Aim of the exercise:
Pick up the biography of Mark O'Mara where it stops and continue it.

Exercise passage:

- Born: February 8, 1956 (age 70) Queens, New York, U.S.
- Education: University of Central Florida (B.A., 1979) Florida State University College of Law (J.D., 1982)
- Occupations: Lawyer, O'Mara Law Group Legal analyst, CNN
- Website: Official website

= Mark O'Mara =

American criminal defense lawyer (born 1956)

Mark Matthew O'Mara (born February 8, 1956) is an American criminal defense lawyer in Orlando, Florida, known for being the attorney for George Zimmerman. He is a former prosecutor.

O'Mara is a legal analyst for CNN.

==Early life and education==
Mark O'Mara is one of five siblings in a Roman Catholic family of Irish descent. He was raised in Rosedale, Queens, New York City. His father, John Joseph O'Mara, was a World War II veteran, shot down over Germany and spent the better part of a year in a POW camp, until liberated by the Soviets. His father came back to Brooklyn and married his fiancée, Anna "Nancy" McAteer. John Joseph O'Mara joined the New York Fire Department, where he rose to Battalion Chief. He was also President of the Fire Officers Union before he retired and moved to Orlando, Florida, bringing his wife and youngest son Mark, with him.

O'Mara is a 1979 graduate of the University of Central Florida, where he was involved in the Sigma Alpha Epsilon fraternity, and the Student Government. He was elected as student body president, and graduated and received his J.D. degree from the Florida State University College of Law in 1982. On August 16, 2026 Mark married Nicolette Corso Vilmos, a business litigation attorney with Berger Singerman https://www.bergersingerman.com/team/nicolette-corso-vilmos.

Data section:
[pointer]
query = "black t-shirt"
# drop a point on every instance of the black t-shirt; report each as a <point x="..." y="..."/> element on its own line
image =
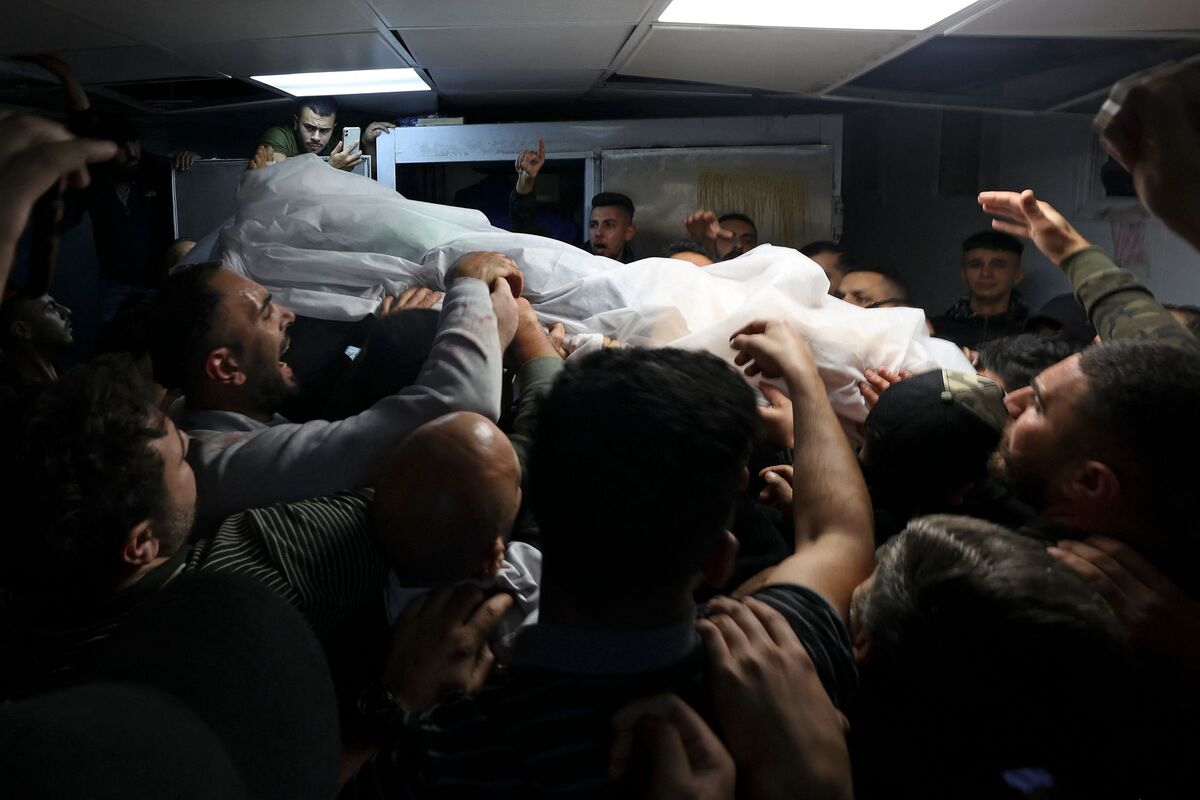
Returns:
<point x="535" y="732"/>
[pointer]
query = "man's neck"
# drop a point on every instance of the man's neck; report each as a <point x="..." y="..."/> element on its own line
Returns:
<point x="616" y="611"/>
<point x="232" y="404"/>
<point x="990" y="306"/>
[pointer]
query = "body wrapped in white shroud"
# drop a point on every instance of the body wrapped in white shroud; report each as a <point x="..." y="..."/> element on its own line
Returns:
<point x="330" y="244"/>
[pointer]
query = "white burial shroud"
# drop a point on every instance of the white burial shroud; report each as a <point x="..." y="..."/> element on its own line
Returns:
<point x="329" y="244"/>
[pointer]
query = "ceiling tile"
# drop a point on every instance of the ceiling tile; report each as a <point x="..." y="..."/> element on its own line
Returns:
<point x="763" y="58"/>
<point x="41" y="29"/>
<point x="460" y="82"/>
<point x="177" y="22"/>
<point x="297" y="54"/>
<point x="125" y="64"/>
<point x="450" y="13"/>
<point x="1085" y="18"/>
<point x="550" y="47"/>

Task answer:
==Career==
O'Mara was an Assistant State Attorney with the Seminole County State Attorney Office from 1982 to 1984. Mark M. O'Mara started his career as a prosecutor for the State Attorney's office in Seminole County [5], then began his private practice, joining forces with other local attorneys before beginning his own firm... Mark is one of only a few lawyers in Florida who are Board Certified in both Criminal Trial Law and Marital and Family Law; he is also certified in Collaborative Law and is a Supreme Court Certified Family Mediator and Circuit Civil Mediator. He has practiced in both state and federal courts throughout the nation, often co-counseling for complex trials and civil rights matters.

He has recently expanded his practice to include representing clients aggrieved by large corporations, from drug and medical device manufacturers to automobile companies in an area of law known as Mass Torts. He and his team utilize the research and trial presentation skills honed over thirty-six years to hold these companies responsible for their wrongs, and to make them more responsible in their future behavior.

O'Mara was a legal analyst for WKMG Channel 6, an Orlando, Florida television station. After the Zimmerman case was over, he was hired as a legal analyst by CNN, a position he has held for over two years.

===George Zimmerman trial===

O'Mara gained national attention while serving as the defense attorney for George Zimmerman, who was found not guilty of second-degree murder in the shooting death of Trayvon Martin.

In September 2013, after a domestic altercation between George and Shellie Zimmerman, O'Mara said he was continuing to represent George Zimmerman in a defamation lawsuit against NBCUniversal but was not representing him in the "domestic altercation case or his impending divorce case".